• **Written problem**
Could you reproduce the material from the line containing "Mark the gable" through to its end, with "concrete walkway" swapped for "stone path" and every other word left as it stands?
** BEGIN Excerpted data **
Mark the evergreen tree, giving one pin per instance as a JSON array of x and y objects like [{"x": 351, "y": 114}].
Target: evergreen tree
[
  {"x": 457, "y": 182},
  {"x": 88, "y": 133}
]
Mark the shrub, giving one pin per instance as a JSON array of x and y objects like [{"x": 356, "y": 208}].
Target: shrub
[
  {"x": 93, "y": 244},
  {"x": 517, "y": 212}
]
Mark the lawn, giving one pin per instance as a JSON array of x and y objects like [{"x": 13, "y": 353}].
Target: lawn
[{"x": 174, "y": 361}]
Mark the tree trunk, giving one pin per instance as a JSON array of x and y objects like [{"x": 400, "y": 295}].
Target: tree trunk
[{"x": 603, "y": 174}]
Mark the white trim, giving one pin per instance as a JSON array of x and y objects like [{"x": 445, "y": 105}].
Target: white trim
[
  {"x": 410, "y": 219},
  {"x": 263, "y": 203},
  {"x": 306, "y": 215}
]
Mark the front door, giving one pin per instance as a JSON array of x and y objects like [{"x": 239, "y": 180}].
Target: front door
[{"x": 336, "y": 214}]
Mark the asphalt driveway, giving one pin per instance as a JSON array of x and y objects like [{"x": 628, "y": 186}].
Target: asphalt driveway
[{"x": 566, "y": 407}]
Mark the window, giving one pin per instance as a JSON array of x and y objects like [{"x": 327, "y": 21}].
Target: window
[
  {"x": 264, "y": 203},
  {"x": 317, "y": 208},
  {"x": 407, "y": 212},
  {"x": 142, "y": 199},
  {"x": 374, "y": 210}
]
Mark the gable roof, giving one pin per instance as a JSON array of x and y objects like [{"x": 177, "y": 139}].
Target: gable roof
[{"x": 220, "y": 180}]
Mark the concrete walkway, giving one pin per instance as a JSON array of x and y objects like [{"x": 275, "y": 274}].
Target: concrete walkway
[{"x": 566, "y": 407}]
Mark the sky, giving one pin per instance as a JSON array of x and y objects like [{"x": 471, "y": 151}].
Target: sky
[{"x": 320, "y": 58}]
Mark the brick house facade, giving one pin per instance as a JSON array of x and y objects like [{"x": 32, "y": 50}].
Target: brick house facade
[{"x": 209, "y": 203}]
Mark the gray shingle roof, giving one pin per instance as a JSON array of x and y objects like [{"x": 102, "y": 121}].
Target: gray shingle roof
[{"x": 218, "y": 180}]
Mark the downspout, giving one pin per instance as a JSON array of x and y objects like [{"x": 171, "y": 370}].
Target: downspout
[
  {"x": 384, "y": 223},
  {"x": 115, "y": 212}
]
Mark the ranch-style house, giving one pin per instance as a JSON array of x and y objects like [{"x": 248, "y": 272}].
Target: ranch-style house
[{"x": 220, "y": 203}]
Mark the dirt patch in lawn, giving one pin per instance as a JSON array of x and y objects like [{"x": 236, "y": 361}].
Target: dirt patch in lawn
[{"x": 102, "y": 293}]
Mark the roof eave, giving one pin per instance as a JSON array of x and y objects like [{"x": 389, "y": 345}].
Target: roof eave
** END Excerpted data **
• **Written solution**
Mark the gable roof, giving one pin per instance as a JSON array of x and y objects like [{"x": 177, "y": 139}].
Target: gable roof
[{"x": 220, "y": 180}]
Mark the stone path, giving one pin per instance as a JSON array of x and y objects like [{"x": 275, "y": 274}].
Target: stone path
[{"x": 566, "y": 407}]
Mark the sky, giving one pin per instance as a JSON array of x and y objects like [{"x": 471, "y": 151}].
Target: sky
[{"x": 320, "y": 58}]
Mark the brick house facade, giving one pin per instance as a JSON array of x and y objects like [{"x": 32, "y": 50}].
Target: brick house facade
[{"x": 209, "y": 203}]
Mark the gray shingle roof, giving one pin per instance as a JSON array of x and y objects like [{"x": 102, "y": 121}].
Target: gray shingle roof
[{"x": 218, "y": 180}]
Mark the downspout, giving one pin per instance as a JSON array of x and y objects like [{"x": 171, "y": 370}].
Target: downspout
[
  {"x": 384, "y": 223},
  {"x": 115, "y": 212}
]
Mark the ranch-style house, giving one pin per instance as a JSON array of x and y objects like [{"x": 248, "y": 272}].
Target: ranch-style house
[{"x": 220, "y": 203}]
Mark the dirt patch in lawn, giving one pin per instance as a JSON array of x and y objects like [{"x": 236, "y": 361}].
Target: dirt patch in lawn
[{"x": 102, "y": 293}]
Mark the roof eave, giving one pin per instance as a JSON array of x and y objects like [{"x": 389, "y": 345}].
Target: roof eave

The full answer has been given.